◆ Exercise directions
In full and without deviation, write out the entries that follow.
---- Record set
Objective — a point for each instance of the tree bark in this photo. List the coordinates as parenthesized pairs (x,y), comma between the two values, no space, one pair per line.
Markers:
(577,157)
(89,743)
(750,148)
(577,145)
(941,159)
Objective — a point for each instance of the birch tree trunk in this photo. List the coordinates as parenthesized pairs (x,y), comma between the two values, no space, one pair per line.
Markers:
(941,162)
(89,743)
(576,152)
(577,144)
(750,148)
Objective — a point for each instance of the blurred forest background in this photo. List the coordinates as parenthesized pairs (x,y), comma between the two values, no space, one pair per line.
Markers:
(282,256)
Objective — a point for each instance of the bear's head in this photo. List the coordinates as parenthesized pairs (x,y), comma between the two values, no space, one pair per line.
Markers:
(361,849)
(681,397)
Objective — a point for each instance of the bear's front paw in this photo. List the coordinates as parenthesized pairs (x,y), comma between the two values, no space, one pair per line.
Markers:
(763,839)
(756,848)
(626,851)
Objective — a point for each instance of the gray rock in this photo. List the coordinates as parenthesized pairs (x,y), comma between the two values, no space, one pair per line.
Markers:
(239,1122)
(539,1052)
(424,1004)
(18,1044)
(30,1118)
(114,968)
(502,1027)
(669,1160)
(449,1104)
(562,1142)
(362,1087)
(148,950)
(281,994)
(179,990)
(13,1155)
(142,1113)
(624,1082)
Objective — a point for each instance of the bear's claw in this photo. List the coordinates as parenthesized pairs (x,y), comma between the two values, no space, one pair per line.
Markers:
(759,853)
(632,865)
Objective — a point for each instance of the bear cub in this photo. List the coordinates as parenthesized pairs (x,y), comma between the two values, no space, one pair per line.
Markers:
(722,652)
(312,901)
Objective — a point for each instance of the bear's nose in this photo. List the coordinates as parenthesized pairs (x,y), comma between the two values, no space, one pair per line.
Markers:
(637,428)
--------
◆ Worked solution
Objective — a point for each instance of the tree bark in this photo. List the coordinates as parenthesized pairs (x,y), comma between the two values, no space, one pair per line.
Markers:
(577,157)
(89,743)
(750,148)
(577,145)
(941,159)
Objective — a point for each instance of the birch tree trunk in this photo. List the coordinates as parenthesized pairs (x,y), comma between the two values, no space, one pair per line.
Markers:
(941,162)
(89,743)
(576,152)
(577,144)
(750,148)
Objective — a point for each instance of the blurred forest background in this photo. List the coordinates as parenthesized pairs (x,y), comma between the two values, no space, one pair per line.
Markers:
(282,256)
Objective — a point for each instance of the bear's head in this photo. List the coordinates as parenthesized pairs (x,y), comma between the two values, no space, one pair per line.
Markers:
(361,849)
(681,397)
Objective — a point for each instance of the bear's front paw in this photo. List the coordinates as parenthesized pairs (x,y), comma between the two values, no space, one pair per line.
Markers:
(763,839)
(756,848)
(626,851)
Objective — a point for each instance of the gray rock in this photo. List the coordinates as parenthesized pairs (x,y), comma between the two values, no space, one pair per line.
Markers:
(239,1122)
(539,1052)
(424,1004)
(18,1044)
(30,1118)
(114,968)
(502,1027)
(669,1160)
(449,1104)
(562,1142)
(362,1087)
(148,950)
(281,994)
(179,990)
(13,1155)
(142,1113)
(624,1082)
Objective — a point for each instance of the bear's claw in this photo. List the coordinates as parenthesized pairs (x,y), comma between the two values, no space, one pair per line.
Markers:
(759,853)
(632,865)
Objective — a point for each instance of the bear cub in this photo. List the coordinates as parenthesized pairs (x,y), comma between the two values, no space, one pair per line.
Markers:
(722,652)
(312,901)
Objective — a point for each instance of the bear's nose in this photo. List the coordinates as parenthesized pairs (x,y), comma between the two values, no space, one pair per line.
Markers:
(637,428)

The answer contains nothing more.